** Required actions **
1 - Reproduce the passage of the news excerpt on hospital discharges to Extendicare Parkside from "Residents allegedly returned" up to and including "further complications, Cape said.".
2 - According to the SHA, as reported in the news excerpt on hospital discharges to Extendicare Parkside, what steps were taken to meet residents' oxygen needs? List every one.
3 - In the news excerpt on hospital discharges to Extendicare Parkside, how did the facility's spokesperson deliver the statement about oxygen supplies?

Residents allegedly returned home not stabilized, without oxygen

Cape said there were incidents where residents were discharged from hospital while still presenting with COVID-19 complications.

"It's a bit difficult to send a senior or an elderly resident back to a long-term care facility when they have other health issues that are complicated, or not even related to COVID. They need to be in a stable environment," Cape said.

A lack of oxygen at the Extendicare facility presented further complications, Cape said. 

"Folks were being sent back without being clearly stabilized," Cape said. "It was scary for the staff, but I'm sure scary as hell for the residents because now they're home, and trying to recover. It was just a bad, bad scene."

The SHA did not address why patients who needed oxygen were discharged, but said it provided oxygen concentrators to the facility. Extendicare Parkside also contracted a local supplier and rented several more to meet the needs of residents, the SHA said. 

"At no time during Parkside's outbreak has the home been without the oxygen supplies needed for resident care," said a spokesperson for Extendicare Parkside in an email. 

Cape maintains the SHA didn't properly communicate to Extendicare Parkside that folks were getting sent back.

** Source data **
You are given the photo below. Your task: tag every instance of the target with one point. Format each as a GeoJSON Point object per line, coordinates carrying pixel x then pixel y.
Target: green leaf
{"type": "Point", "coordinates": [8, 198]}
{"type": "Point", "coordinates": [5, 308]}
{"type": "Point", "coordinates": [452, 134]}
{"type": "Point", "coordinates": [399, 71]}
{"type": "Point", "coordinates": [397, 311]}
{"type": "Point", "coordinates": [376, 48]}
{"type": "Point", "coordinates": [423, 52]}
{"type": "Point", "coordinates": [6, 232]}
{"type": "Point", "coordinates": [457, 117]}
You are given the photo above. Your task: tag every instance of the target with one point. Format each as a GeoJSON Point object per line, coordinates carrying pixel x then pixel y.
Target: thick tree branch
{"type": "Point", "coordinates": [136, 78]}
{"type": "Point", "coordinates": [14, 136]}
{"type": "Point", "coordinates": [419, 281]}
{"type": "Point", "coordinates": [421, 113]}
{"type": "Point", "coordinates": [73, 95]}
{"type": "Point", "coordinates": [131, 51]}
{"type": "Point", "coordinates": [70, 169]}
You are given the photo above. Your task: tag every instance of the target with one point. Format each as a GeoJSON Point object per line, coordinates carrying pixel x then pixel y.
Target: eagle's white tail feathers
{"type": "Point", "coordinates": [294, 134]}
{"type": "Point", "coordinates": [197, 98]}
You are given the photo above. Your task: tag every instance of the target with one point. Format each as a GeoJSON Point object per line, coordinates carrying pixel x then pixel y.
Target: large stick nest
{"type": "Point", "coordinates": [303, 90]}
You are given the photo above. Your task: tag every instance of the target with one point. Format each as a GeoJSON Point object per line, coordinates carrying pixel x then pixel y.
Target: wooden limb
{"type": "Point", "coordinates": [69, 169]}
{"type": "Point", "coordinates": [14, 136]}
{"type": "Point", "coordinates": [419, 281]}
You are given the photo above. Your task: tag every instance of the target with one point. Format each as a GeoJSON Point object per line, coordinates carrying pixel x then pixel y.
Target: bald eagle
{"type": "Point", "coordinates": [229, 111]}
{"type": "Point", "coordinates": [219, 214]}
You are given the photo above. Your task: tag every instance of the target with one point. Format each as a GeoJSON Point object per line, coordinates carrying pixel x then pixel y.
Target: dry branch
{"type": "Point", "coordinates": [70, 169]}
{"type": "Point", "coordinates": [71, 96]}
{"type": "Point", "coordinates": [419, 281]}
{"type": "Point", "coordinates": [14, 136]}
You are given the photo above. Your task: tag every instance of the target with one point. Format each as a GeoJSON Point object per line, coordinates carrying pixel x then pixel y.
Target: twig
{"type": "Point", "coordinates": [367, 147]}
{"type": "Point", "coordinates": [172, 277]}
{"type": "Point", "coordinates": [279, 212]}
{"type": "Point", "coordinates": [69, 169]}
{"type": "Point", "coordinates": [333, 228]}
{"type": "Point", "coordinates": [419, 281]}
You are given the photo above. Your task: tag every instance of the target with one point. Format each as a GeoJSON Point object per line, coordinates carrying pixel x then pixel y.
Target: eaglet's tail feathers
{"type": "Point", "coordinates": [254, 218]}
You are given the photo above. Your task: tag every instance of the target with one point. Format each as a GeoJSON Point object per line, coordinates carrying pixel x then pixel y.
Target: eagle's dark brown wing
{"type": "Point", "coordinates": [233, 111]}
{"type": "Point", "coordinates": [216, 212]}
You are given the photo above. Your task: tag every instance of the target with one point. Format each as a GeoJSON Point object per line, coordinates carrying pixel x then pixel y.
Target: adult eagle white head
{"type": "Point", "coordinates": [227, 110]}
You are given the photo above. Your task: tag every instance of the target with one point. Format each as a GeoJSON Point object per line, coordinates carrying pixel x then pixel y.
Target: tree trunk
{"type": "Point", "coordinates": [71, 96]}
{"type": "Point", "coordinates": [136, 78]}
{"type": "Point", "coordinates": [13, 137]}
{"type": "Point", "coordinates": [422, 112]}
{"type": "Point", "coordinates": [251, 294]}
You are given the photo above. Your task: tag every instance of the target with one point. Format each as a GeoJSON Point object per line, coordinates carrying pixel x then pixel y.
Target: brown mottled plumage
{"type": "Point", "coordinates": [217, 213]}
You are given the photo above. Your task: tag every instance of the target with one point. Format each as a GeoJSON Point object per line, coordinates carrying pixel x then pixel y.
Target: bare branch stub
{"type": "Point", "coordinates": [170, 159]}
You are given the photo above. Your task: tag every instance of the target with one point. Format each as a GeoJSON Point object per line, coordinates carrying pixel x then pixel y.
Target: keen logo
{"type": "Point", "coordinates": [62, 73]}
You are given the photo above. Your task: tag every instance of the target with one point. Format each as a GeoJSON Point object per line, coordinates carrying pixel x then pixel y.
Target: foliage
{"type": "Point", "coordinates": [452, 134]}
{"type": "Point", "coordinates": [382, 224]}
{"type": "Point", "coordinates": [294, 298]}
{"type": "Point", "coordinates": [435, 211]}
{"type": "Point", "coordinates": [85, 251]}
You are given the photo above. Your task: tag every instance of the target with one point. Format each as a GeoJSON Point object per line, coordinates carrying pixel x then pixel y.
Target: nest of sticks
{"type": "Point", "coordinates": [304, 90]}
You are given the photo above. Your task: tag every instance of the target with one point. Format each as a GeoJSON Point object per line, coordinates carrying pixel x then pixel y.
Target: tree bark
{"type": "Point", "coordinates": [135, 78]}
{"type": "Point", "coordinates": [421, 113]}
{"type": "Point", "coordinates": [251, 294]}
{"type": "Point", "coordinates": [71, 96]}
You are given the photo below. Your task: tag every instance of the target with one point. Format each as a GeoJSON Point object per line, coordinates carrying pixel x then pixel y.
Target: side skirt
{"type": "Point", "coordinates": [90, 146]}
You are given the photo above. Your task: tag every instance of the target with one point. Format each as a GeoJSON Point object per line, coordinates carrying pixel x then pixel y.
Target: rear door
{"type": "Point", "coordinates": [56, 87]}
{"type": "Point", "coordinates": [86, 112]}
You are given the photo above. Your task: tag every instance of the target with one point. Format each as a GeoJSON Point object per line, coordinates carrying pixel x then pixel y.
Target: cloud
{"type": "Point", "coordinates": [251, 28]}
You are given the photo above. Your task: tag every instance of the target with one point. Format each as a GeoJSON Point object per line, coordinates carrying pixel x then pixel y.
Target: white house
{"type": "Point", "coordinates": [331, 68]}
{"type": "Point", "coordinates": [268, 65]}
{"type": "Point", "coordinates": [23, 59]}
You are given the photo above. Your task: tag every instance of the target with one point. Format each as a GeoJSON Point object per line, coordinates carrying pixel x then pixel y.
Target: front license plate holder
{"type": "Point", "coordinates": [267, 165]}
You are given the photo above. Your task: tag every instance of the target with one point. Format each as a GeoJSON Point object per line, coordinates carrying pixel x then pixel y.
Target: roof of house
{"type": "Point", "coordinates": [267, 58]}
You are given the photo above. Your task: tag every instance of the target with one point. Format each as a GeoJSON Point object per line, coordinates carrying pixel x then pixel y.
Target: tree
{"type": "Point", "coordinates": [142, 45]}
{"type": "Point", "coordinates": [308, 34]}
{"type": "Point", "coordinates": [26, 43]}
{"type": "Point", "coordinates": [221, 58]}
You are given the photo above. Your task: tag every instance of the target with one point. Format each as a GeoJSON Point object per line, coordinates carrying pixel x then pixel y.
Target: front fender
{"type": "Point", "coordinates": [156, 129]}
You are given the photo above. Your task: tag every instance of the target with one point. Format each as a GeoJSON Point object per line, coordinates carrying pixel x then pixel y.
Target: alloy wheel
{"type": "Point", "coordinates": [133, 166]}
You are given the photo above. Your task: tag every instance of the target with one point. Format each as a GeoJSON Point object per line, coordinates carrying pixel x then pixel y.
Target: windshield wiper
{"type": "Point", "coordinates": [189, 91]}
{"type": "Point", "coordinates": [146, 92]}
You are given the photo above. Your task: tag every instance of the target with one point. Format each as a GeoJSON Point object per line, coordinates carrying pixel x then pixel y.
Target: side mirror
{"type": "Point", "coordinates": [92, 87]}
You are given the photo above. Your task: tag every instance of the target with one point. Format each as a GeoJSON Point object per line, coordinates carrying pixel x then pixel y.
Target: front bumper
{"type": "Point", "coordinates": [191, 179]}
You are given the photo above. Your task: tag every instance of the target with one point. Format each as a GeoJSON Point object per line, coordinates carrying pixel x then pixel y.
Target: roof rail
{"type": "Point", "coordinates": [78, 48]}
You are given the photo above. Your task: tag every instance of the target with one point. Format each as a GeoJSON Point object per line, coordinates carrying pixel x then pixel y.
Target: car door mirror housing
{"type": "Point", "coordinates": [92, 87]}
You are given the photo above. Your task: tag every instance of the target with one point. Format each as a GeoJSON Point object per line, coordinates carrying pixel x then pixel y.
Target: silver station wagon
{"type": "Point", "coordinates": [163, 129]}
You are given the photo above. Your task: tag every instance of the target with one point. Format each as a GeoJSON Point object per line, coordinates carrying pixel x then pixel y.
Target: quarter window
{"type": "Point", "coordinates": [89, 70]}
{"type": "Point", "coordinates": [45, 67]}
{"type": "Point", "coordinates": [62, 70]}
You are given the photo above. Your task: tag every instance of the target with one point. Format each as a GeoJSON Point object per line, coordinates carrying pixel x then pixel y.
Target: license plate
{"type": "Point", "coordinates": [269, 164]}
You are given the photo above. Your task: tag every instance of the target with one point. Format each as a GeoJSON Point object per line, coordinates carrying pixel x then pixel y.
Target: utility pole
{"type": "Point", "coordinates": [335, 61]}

** Solution list **
1 -
Residents allegedly returned home not stabilized, without oxygen

Cape said there were incidents where residents were discharged from hospital while still presenting with COVID-19 complications.

"It's a bit difficult to send a senior or an elderly resident back to a long-term care facility when they have other health issues that are complicated, or not even related to COVID. They need to be in a stable environment," Cape said.

A lack of oxygen at the Extendicare facility presented further complications, Cape said.

2 -
- The SHA provided oxygen concentrators to the facility.
- Extendicare Parkside contracted a local supplier.
- Extendicare Parkside rented several more concentrators.

3 - In an email.